━━━ The input
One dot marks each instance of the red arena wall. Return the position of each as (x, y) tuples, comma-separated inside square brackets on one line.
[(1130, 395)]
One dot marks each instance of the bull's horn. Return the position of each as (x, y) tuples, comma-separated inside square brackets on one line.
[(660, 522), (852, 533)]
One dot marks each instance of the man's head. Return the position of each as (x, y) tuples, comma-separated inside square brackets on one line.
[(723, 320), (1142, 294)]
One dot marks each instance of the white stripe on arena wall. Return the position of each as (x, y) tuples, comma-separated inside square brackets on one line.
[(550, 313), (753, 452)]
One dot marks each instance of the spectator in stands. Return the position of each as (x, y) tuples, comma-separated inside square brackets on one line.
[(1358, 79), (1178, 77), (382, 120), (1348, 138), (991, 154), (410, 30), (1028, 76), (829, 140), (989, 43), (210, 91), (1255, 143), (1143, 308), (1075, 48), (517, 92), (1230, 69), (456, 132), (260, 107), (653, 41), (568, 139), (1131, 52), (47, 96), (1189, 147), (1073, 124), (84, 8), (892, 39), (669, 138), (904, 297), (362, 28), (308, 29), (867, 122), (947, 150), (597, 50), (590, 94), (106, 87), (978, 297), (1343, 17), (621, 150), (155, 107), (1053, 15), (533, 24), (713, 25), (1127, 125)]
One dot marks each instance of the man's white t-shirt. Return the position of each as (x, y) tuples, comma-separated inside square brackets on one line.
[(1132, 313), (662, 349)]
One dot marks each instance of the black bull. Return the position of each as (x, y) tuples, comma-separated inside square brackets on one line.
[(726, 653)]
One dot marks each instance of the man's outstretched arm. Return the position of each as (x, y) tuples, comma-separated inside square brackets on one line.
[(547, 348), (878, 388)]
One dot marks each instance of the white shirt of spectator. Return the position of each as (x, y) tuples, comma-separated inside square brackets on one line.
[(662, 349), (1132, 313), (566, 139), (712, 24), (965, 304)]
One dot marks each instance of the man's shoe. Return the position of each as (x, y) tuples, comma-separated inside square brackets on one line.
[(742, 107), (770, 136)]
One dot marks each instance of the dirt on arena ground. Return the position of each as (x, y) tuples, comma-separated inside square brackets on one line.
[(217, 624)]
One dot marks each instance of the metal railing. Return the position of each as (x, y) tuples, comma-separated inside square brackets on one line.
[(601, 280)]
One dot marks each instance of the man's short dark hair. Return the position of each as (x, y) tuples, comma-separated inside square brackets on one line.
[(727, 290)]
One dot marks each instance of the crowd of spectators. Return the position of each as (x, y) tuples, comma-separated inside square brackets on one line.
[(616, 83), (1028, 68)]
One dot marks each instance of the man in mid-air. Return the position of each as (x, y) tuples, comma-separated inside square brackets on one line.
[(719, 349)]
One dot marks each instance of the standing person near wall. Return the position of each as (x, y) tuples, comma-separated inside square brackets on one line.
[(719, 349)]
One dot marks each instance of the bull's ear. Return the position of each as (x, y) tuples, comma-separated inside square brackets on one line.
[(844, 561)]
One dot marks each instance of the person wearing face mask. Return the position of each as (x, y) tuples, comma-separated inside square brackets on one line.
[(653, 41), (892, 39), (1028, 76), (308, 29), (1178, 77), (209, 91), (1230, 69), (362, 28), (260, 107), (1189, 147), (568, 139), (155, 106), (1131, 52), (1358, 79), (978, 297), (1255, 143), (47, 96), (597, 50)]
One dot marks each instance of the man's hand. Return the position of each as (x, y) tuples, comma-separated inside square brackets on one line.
━━━━━━
Requirements: Copy out the lines from the beginning through the one containing "[(1130, 395)]", requests included, and shift every coordinate in the answers by adding 115 to each number.

Correct answer:
One dot marks each instance of the red arena wall. Return the position of each as (x, y) tuples, comma-separated inside square brackets on one line.
[(1245, 510)]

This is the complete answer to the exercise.